Problem = Print the lines of the records verbatim, starting at the line that contains "the railway line" and running through the final line of the records, with both ends included.
** start of Information shown **
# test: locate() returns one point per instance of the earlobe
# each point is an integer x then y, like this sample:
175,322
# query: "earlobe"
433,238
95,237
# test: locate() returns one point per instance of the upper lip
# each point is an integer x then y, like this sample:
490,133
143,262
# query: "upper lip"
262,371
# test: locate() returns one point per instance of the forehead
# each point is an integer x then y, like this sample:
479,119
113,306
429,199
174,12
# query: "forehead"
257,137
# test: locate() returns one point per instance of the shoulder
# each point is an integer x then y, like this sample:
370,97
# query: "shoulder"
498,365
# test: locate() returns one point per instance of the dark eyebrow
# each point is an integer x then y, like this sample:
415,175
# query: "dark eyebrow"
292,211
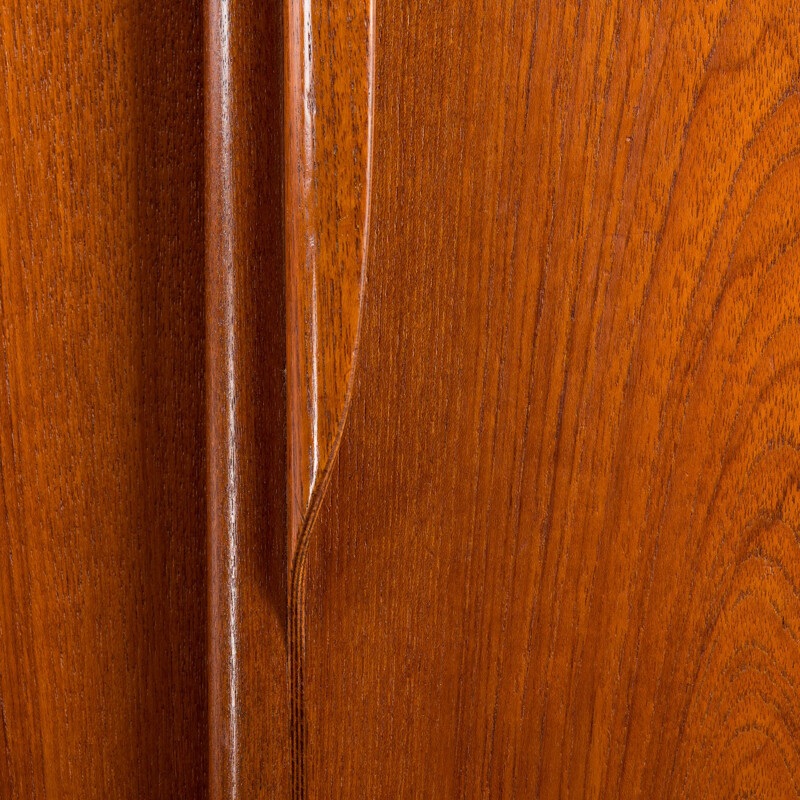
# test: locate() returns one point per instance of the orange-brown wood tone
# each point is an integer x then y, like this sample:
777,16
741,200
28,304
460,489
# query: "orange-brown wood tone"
558,554
399,400
102,501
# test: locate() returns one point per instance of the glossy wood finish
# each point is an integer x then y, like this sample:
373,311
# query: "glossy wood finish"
246,357
399,401
329,52
558,553
102,509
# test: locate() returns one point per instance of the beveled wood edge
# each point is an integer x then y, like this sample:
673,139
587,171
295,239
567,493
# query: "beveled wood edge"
298,556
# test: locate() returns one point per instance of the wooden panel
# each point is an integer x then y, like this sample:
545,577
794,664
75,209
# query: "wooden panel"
102,511
558,552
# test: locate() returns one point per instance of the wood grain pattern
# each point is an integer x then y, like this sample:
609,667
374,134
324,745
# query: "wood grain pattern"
558,554
329,51
102,502
246,357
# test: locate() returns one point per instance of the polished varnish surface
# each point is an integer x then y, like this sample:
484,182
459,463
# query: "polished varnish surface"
558,553
399,400
102,502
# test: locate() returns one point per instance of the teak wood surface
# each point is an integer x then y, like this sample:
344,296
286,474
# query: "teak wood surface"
400,400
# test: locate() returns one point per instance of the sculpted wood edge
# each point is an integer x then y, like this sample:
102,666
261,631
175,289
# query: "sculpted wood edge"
329,71
248,690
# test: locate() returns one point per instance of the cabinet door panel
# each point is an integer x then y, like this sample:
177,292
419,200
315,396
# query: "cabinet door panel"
102,509
557,555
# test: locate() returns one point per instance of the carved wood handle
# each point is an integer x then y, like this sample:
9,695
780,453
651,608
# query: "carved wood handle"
329,52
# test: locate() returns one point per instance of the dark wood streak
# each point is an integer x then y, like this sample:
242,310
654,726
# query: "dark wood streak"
557,552
248,726
329,89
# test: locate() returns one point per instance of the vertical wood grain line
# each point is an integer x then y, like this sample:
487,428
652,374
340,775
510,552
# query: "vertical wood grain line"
221,412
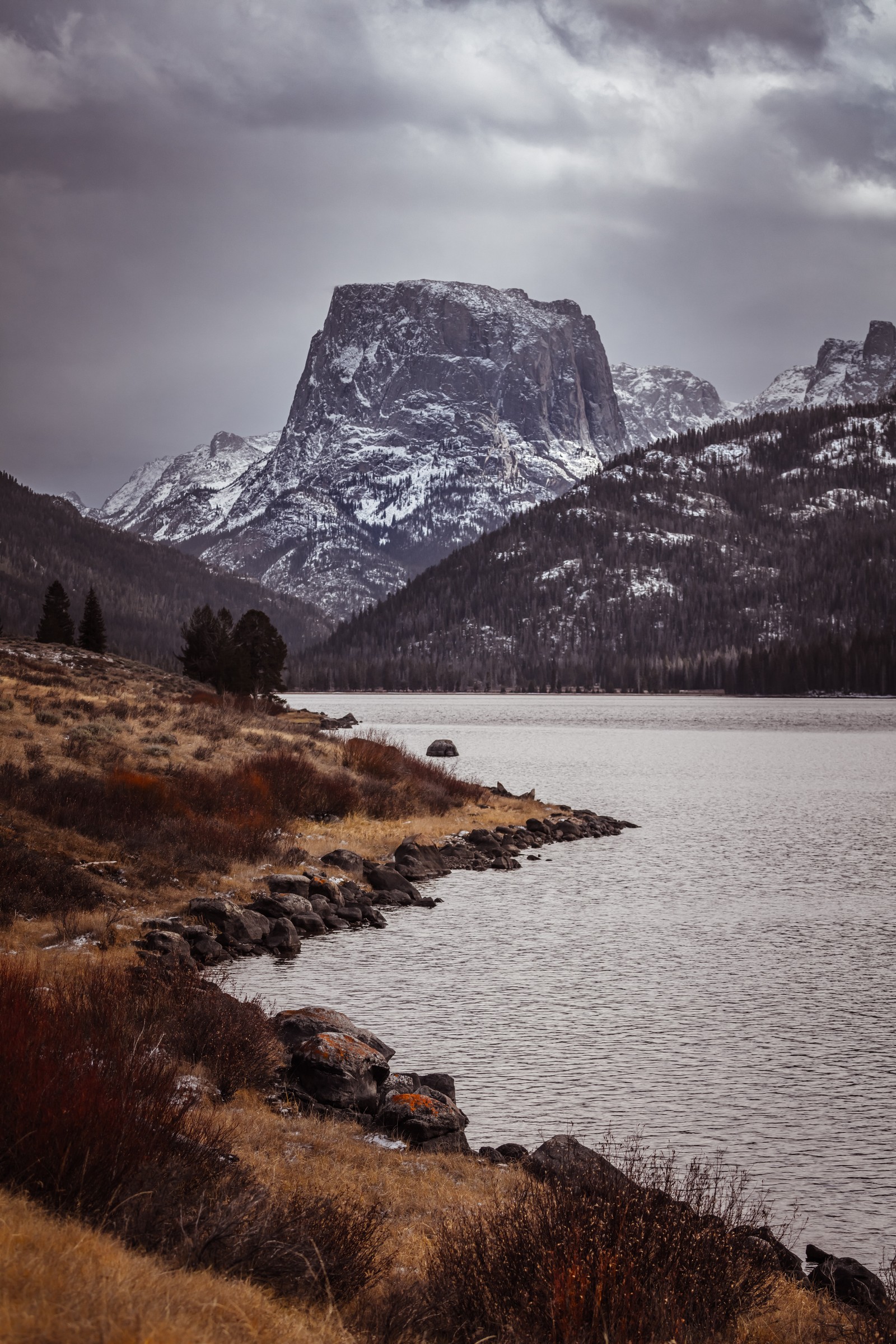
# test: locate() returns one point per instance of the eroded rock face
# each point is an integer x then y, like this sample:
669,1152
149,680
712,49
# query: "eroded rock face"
661,401
234,921
339,1070
566,1159
421,1117
844,371
428,412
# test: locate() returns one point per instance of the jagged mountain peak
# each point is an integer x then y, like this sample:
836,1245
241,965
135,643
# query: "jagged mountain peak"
844,371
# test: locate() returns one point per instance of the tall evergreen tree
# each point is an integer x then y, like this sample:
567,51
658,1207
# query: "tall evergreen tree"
55,624
261,654
209,648
92,632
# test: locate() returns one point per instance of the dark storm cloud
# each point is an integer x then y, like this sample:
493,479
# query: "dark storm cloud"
691,29
856,135
183,182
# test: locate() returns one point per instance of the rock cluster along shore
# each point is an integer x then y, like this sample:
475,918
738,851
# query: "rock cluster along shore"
335,1069
309,904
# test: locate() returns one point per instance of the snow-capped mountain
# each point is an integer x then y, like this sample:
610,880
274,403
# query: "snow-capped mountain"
844,371
661,401
661,572
429,413
175,499
426,414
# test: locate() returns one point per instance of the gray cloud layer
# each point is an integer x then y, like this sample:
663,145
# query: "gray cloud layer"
183,182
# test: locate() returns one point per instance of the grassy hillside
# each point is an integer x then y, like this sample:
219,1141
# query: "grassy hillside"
743,557
155,1183
146,590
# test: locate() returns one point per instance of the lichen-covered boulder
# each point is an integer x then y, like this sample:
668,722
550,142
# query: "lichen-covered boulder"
293,1026
238,922
419,1119
297,1025
282,939
203,948
281,906
166,944
309,925
295,884
388,879
344,859
339,1070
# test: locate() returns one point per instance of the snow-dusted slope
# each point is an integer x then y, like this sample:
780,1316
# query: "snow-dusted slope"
661,401
175,499
844,371
426,414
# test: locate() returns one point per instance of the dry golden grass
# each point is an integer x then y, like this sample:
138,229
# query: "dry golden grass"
794,1315
63,1284
325,1156
127,716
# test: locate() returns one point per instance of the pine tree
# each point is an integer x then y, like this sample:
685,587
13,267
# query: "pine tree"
55,624
261,654
209,648
92,632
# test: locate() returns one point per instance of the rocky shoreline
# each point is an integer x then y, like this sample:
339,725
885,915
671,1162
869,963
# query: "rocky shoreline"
355,892
338,1070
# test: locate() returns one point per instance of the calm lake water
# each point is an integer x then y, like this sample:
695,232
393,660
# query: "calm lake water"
723,978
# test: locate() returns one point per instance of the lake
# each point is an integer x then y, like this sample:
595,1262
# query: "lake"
723,978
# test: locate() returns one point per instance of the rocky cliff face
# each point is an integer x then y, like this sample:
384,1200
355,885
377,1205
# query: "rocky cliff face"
844,371
426,414
661,401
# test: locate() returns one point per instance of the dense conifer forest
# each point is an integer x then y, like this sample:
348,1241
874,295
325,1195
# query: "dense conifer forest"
146,590
752,557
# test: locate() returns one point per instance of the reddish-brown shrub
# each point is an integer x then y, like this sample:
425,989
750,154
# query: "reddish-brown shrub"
597,1262
35,884
85,1105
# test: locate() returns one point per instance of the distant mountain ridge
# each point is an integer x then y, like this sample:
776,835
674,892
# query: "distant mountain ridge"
693,550
429,413
426,413
146,590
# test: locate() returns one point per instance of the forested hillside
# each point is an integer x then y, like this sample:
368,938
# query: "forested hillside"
146,590
755,556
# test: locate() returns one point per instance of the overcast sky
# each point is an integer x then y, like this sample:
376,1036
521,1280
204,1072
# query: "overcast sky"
183,182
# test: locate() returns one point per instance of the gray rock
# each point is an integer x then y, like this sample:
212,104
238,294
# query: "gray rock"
492,400
289,882
566,1159
282,939
441,1082
163,942
418,862
309,925
847,1280
661,401
344,859
297,1025
339,1070
206,949
512,1152
388,879
442,748
238,922
374,1042
282,906
419,1117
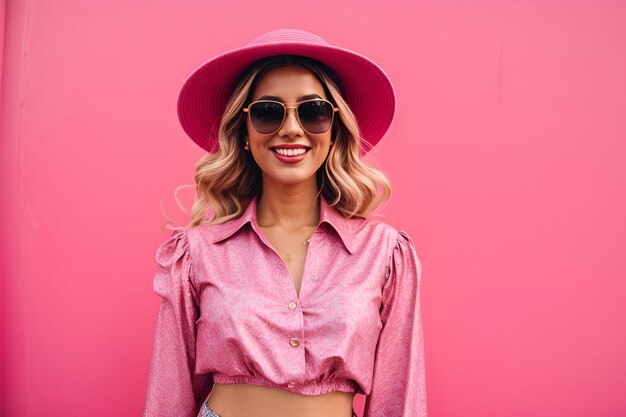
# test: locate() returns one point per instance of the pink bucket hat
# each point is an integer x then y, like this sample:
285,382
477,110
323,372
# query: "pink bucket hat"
367,89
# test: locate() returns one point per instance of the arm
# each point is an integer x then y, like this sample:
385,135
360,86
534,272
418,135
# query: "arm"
399,385
173,388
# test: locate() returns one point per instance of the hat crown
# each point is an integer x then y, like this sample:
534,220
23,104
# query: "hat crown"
289,36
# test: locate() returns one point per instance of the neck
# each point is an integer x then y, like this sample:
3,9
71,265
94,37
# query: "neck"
289,207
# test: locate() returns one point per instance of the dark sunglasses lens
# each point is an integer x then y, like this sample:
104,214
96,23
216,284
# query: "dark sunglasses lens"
316,116
266,117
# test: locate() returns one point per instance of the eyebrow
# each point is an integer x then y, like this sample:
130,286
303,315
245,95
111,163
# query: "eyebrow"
301,98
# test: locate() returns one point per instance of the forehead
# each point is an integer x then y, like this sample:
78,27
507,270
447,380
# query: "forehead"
289,83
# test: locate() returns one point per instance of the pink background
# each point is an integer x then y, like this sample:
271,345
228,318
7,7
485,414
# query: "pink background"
507,157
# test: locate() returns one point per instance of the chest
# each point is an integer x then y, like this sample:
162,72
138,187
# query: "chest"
248,286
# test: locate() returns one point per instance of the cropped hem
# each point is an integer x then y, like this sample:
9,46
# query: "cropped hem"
311,388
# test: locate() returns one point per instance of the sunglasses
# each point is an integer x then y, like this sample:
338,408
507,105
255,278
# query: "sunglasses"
315,116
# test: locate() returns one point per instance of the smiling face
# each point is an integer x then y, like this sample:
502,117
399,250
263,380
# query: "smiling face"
289,156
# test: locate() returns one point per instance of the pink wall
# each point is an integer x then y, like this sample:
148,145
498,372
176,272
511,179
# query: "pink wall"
506,155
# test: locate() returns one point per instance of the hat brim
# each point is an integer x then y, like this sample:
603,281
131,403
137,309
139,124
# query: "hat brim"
367,89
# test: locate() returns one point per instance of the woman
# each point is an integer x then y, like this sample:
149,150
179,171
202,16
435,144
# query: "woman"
290,300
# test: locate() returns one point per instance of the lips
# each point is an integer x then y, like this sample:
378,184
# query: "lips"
290,153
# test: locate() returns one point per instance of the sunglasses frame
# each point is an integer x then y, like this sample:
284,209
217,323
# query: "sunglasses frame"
295,106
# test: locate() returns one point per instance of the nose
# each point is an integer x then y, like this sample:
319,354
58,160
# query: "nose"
291,126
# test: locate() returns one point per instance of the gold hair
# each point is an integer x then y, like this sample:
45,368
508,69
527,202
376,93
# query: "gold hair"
228,179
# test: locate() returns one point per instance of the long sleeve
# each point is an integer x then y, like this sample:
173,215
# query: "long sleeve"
399,385
173,388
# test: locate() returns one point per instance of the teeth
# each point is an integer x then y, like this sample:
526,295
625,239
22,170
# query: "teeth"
290,152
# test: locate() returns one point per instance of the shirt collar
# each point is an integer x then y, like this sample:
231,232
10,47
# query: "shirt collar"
328,214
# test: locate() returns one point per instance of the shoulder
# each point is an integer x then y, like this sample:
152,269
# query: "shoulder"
375,234
376,228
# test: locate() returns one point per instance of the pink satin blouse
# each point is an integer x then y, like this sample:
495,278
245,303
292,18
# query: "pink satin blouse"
230,314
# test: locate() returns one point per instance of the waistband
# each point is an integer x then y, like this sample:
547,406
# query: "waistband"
306,388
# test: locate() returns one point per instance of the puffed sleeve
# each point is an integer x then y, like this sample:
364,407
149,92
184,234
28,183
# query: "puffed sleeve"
399,385
173,387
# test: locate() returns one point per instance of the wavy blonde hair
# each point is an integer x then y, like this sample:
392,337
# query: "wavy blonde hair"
228,179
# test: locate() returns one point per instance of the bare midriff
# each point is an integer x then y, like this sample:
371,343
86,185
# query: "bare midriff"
247,400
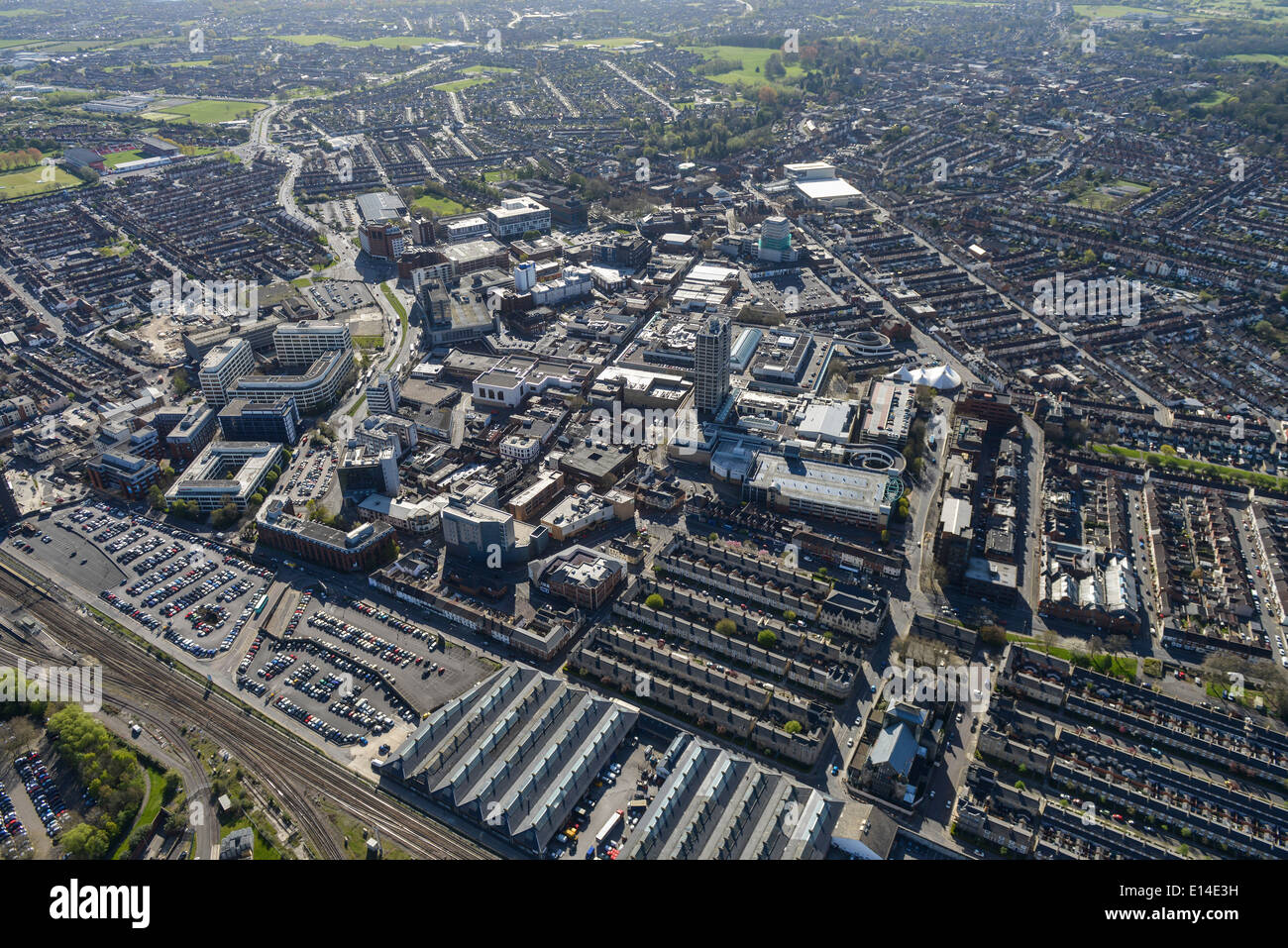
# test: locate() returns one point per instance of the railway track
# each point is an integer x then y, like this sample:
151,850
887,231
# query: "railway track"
296,772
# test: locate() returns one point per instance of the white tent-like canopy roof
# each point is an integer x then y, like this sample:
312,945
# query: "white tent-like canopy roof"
940,377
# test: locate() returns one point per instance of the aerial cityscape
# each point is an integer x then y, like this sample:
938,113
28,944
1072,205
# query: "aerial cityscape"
711,430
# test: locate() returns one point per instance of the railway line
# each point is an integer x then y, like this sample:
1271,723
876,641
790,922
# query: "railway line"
296,772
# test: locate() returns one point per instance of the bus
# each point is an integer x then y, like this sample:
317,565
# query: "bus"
612,826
** end of Information shown **
Exercise answer =
# test: locate() returns one point per instance of the railway line
# each point is an integer x then y, like this sample:
1271,723
876,641
790,922
# query: "railway line"
296,772
# test: locate() returns one point per instance of the bus
# each point is an integer x then y, like this sample:
317,565
# query: "bus"
612,826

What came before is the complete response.